**** Data supplied ****

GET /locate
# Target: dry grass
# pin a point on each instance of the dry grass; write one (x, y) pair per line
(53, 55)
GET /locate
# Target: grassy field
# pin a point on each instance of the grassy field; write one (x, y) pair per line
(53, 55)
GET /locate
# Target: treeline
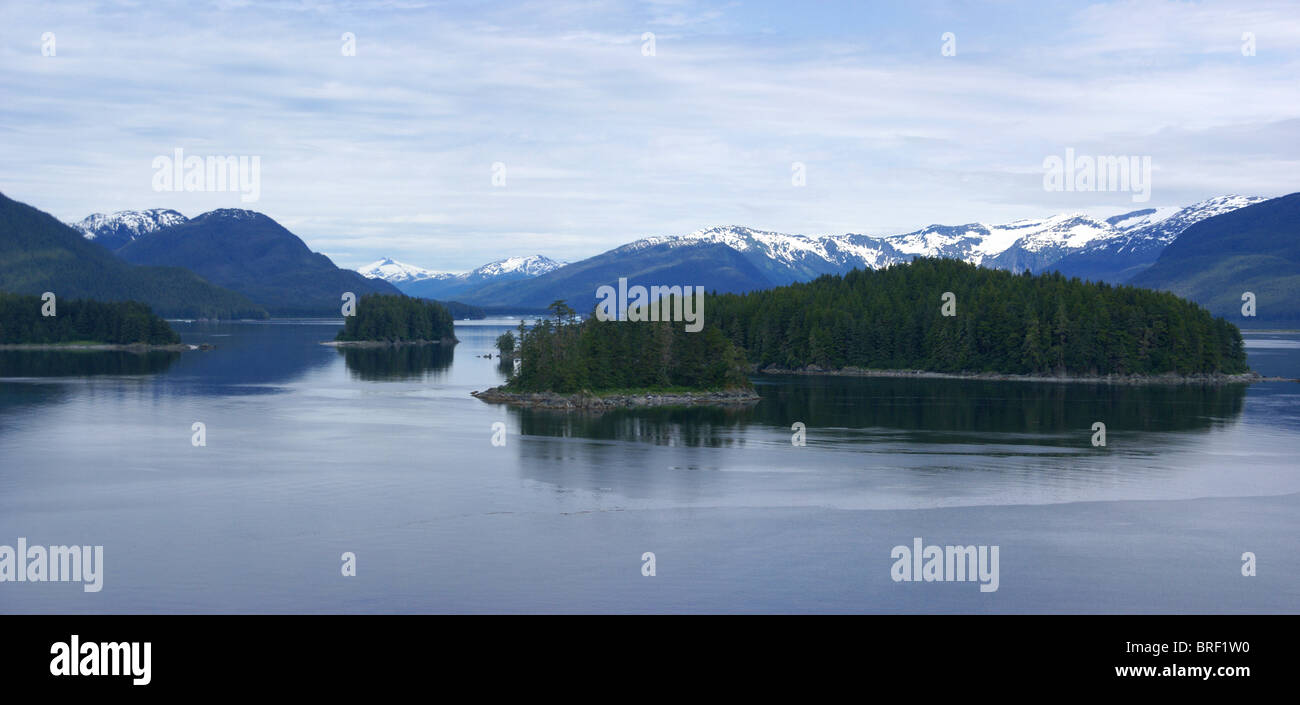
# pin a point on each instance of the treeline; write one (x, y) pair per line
(892, 319)
(79, 320)
(566, 355)
(397, 319)
(460, 311)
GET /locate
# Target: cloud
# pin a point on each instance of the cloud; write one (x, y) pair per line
(390, 151)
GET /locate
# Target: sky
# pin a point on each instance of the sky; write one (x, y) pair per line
(460, 133)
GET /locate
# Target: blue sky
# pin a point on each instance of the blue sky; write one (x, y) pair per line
(390, 151)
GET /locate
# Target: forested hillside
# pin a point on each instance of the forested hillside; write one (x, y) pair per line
(891, 319)
(40, 254)
(121, 323)
(382, 318)
(566, 355)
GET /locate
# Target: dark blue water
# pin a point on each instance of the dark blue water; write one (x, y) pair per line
(312, 452)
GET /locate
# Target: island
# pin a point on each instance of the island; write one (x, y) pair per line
(943, 318)
(386, 320)
(593, 364)
(82, 324)
(931, 318)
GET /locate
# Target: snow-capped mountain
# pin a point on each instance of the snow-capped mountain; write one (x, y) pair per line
(113, 230)
(1143, 236)
(1025, 243)
(1030, 243)
(397, 272)
(442, 285)
(531, 266)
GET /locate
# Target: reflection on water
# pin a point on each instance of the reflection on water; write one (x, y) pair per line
(83, 363)
(398, 362)
(384, 452)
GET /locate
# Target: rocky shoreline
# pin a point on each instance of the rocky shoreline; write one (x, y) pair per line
(388, 344)
(1248, 377)
(601, 402)
(107, 346)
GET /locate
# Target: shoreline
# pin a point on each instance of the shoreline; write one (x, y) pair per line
(601, 402)
(388, 344)
(1246, 377)
(105, 346)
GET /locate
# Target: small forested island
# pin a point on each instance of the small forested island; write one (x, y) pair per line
(571, 363)
(82, 324)
(892, 321)
(386, 319)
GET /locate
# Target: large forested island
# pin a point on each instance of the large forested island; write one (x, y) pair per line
(1002, 323)
(81, 323)
(385, 319)
(931, 316)
(566, 362)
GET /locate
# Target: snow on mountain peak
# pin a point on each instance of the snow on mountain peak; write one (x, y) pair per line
(532, 266)
(128, 224)
(393, 271)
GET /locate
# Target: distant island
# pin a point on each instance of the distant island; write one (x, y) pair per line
(1000, 323)
(82, 323)
(932, 318)
(386, 319)
(571, 363)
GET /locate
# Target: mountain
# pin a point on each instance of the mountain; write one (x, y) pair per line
(1253, 249)
(252, 254)
(683, 263)
(1030, 243)
(735, 259)
(397, 272)
(1126, 243)
(40, 254)
(443, 285)
(1144, 234)
(115, 230)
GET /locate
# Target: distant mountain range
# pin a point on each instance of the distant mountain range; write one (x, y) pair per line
(40, 254)
(117, 229)
(242, 263)
(1249, 250)
(744, 259)
(416, 281)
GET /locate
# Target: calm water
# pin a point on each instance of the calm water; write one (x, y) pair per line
(312, 452)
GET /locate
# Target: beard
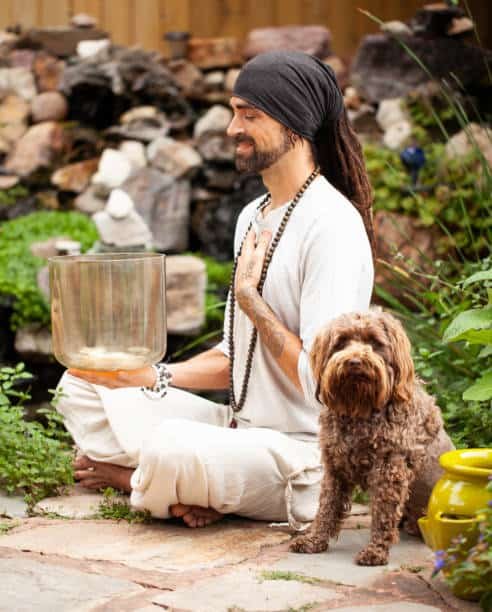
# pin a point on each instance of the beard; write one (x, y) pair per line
(254, 161)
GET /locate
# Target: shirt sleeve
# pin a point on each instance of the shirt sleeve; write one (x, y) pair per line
(223, 346)
(337, 275)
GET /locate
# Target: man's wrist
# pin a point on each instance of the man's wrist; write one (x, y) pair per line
(246, 298)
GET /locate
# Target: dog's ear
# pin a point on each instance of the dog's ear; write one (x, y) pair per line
(318, 353)
(402, 363)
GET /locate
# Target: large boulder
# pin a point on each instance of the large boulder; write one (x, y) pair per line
(49, 106)
(75, 177)
(173, 157)
(19, 81)
(314, 39)
(186, 281)
(38, 148)
(383, 69)
(164, 204)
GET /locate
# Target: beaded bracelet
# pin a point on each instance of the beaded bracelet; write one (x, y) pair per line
(162, 382)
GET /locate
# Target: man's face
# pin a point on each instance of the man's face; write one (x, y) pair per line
(260, 140)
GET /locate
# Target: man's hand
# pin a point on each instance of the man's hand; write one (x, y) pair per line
(143, 377)
(250, 264)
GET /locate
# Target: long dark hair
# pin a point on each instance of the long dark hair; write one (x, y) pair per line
(339, 154)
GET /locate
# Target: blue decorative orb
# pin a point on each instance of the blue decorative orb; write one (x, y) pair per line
(413, 158)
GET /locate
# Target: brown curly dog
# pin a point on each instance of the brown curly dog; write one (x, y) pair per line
(379, 430)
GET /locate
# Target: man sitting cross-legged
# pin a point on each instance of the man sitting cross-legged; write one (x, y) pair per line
(182, 455)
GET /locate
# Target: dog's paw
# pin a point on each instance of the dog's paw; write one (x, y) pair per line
(372, 555)
(308, 544)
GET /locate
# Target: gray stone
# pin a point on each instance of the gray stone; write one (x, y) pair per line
(216, 147)
(19, 81)
(315, 40)
(14, 109)
(138, 113)
(176, 158)
(29, 584)
(34, 343)
(155, 547)
(78, 503)
(338, 565)
(49, 106)
(231, 77)
(186, 281)
(390, 112)
(91, 48)
(46, 248)
(89, 202)
(37, 148)
(216, 119)
(83, 20)
(188, 77)
(164, 204)
(363, 121)
(120, 225)
(75, 177)
(245, 589)
(398, 135)
(113, 170)
(134, 151)
(12, 506)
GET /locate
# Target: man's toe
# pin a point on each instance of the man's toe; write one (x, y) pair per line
(82, 463)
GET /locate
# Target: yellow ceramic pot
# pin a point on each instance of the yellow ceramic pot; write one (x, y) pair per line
(457, 498)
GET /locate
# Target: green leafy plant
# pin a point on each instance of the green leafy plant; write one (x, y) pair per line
(468, 570)
(33, 459)
(115, 507)
(475, 327)
(19, 268)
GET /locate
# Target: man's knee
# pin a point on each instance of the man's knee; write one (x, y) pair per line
(170, 445)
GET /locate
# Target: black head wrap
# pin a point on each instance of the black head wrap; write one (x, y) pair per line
(295, 88)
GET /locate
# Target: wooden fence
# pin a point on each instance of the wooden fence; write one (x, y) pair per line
(143, 22)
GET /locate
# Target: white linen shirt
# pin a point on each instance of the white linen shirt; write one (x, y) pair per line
(322, 267)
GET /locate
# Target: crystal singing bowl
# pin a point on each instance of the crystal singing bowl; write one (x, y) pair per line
(458, 497)
(108, 311)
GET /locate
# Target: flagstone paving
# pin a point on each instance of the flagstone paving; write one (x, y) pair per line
(79, 563)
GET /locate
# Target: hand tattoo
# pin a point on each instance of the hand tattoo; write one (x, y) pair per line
(269, 328)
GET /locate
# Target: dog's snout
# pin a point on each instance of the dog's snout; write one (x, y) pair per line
(354, 362)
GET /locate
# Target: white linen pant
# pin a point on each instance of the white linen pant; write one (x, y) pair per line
(184, 452)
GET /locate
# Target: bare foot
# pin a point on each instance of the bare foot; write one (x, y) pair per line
(98, 475)
(195, 516)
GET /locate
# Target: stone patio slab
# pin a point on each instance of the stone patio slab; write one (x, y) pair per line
(245, 590)
(29, 585)
(338, 565)
(164, 547)
(402, 606)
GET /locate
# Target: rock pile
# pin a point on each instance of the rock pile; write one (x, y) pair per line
(135, 139)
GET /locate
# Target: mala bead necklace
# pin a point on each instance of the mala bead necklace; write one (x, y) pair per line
(238, 405)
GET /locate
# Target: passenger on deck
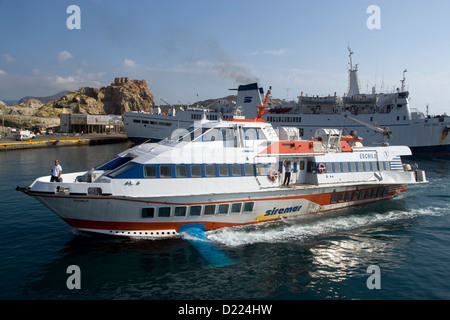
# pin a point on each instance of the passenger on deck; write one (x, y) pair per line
(56, 172)
(287, 173)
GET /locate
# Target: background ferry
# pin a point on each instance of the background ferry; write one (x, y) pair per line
(407, 126)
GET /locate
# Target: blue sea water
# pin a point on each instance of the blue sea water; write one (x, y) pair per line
(324, 256)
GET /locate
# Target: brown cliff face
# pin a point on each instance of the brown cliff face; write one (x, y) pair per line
(122, 95)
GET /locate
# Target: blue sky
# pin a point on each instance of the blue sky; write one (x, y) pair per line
(189, 47)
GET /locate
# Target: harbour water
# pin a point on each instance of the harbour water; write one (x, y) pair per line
(324, 256)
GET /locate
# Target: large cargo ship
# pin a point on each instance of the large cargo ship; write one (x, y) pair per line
(422, 133)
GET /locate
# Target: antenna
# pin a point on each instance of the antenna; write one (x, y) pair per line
(287, 93)
(403, 80)
(350, 52)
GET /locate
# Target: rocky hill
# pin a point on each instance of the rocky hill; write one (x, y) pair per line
(44, 99)
(122, 95)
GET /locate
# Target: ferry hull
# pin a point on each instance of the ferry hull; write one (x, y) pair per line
(140, 217)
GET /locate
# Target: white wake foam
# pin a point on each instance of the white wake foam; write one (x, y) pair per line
(308, 227)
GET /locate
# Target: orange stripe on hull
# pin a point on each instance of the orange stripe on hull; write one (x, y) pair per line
(151, 226)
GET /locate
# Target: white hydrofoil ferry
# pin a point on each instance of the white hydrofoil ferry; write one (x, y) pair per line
(225, 173)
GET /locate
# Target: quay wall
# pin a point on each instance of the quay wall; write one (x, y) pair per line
(63, 142)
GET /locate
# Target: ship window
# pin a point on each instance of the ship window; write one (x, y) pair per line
(195, 210)
(223, 170)
(181, 170)
(248, 206)
(249, 170)
(236, 207)
(165, 171)
(362, 194)
(337, 167)
(260, 134)
(374, 193)
(223, 208)
(344, 166)
(236, 170)
(210, 170)
(380, 192)
(180, 212)
(164, 212)
(260, 169)
(250, 134)
(122, 169)
(114, 163)
(349, 196)
(95, 191)
(150, 171)
(329, 166)
(212, 135)
(196, 170)
(334, 197)
(210, 209)
(148, 212)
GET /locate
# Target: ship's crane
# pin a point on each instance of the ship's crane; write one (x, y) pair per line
(385, 132)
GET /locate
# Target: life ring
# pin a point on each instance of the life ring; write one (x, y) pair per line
(321, 168)
(273, 175)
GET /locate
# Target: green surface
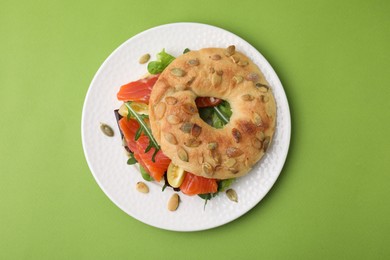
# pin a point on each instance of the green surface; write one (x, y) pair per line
(332, 198)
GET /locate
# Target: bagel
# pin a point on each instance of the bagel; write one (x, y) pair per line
(190, 142)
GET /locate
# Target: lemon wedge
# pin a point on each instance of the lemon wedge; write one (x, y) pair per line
(175, 175)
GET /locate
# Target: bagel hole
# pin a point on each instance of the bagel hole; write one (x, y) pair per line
(214, 111)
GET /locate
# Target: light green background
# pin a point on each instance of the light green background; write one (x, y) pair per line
(331, 200)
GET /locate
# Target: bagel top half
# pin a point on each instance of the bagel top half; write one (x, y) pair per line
(190, 142)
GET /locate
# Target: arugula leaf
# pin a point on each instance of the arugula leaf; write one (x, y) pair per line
(216, 116)
(145, 175)
(222, 186)
(163, 60)
(143, 129)
(131, 160)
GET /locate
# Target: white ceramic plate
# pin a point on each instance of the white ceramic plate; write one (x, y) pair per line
(106, 157)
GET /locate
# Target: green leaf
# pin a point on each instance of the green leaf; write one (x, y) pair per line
(131, 160)
(145, 175)
(143, 129)
(163, 60)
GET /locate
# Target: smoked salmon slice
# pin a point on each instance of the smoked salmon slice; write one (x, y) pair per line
(138, 91)
(161, 162)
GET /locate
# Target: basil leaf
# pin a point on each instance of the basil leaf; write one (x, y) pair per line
(163, 60)
(131, 160)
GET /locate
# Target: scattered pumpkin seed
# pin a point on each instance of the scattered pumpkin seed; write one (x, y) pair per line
(230, 50)
(232, 195)
(106, 129)
(266, 142)
(182, 154)
(173, 202)
(144, 58)
(177, 72)
(207, 168)
(142, 187)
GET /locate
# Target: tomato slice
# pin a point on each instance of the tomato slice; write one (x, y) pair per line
(138, 90)
(207, 101)
(193, 185)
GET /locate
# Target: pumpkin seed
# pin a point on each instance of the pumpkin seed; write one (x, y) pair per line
(265, 99)
(192, 142)
(106, 129)
(232, 195)
(142, 187)
(235, 58)
(177, 72)
(253, 76)
(230, 162)
(182, 154)
(257, 119)
(233, 152)
(238, 79)
(216, 156)
(193, 62)
(186, 127)
(173, 119)
(159, 110)
(190, 109)
(247, 97)
(212, 145)
(173, 202)
(266, 142)
(230, 50)
(170, 138)
(236, 135)
(242, 63)
(216, 79)
(262, 87)
(144, 58)
(260, 135)
(256, 143)
(233, 170)
(207, 168)
(171, 100)
(196, 130)
(216, 57)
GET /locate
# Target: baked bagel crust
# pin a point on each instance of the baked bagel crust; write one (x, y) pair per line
(190, 142)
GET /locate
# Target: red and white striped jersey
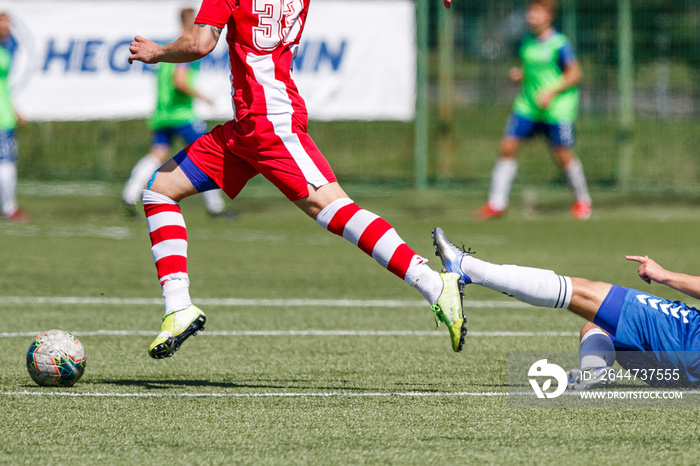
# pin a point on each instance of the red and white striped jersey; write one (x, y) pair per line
(262, 37)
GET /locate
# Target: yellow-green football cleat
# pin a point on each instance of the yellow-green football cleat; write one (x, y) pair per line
(449, 309)
(176, 328)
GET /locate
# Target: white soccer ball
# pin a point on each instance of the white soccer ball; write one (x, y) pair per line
(56, 358)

****

Beginning with the first line of the records, write out every line up to and including the one with "# Target: dark blue water", exactly, and omit all pictures.

Task solution:
GET /locate
# Target: dry grass
# pin a point on each instance of the dry grass; write one (x, y) pair per line
(53, 55)
GET /locate
# Target: grassy field
# pin a point on each instance of the grassy field; write one (x, y) pair per line
(53, 55)
GET /locate
# Target: treeline
# pin a point on each instance of the treeline; write one (x, y) pair per line
(892, 319)
(79, 320)
(566, 355)
(397, 319)
(460, 311)
GET /locate
# Target: cloud
# pin a point on each instance of the cloud; write one (x, y) pair per line
(390, 151)
GET /locate
# Target: sky
# pin a point on each instance of the sky; write one (x, y) pair per line
(460, 133)
GET /locate
# Target: blue sky
# pin a point on each instance of the blue sky; write one (x, y) pair per line
(390, 151)
GET /locate
# Target: forested hillside
# pin a point on each instance of the forested hillside; write one (x, y) pair per line
(891, 319)
(40, 254)
(121, 323)
(382, 318)
(566, 355)
GET /locate
# Target: dark blue water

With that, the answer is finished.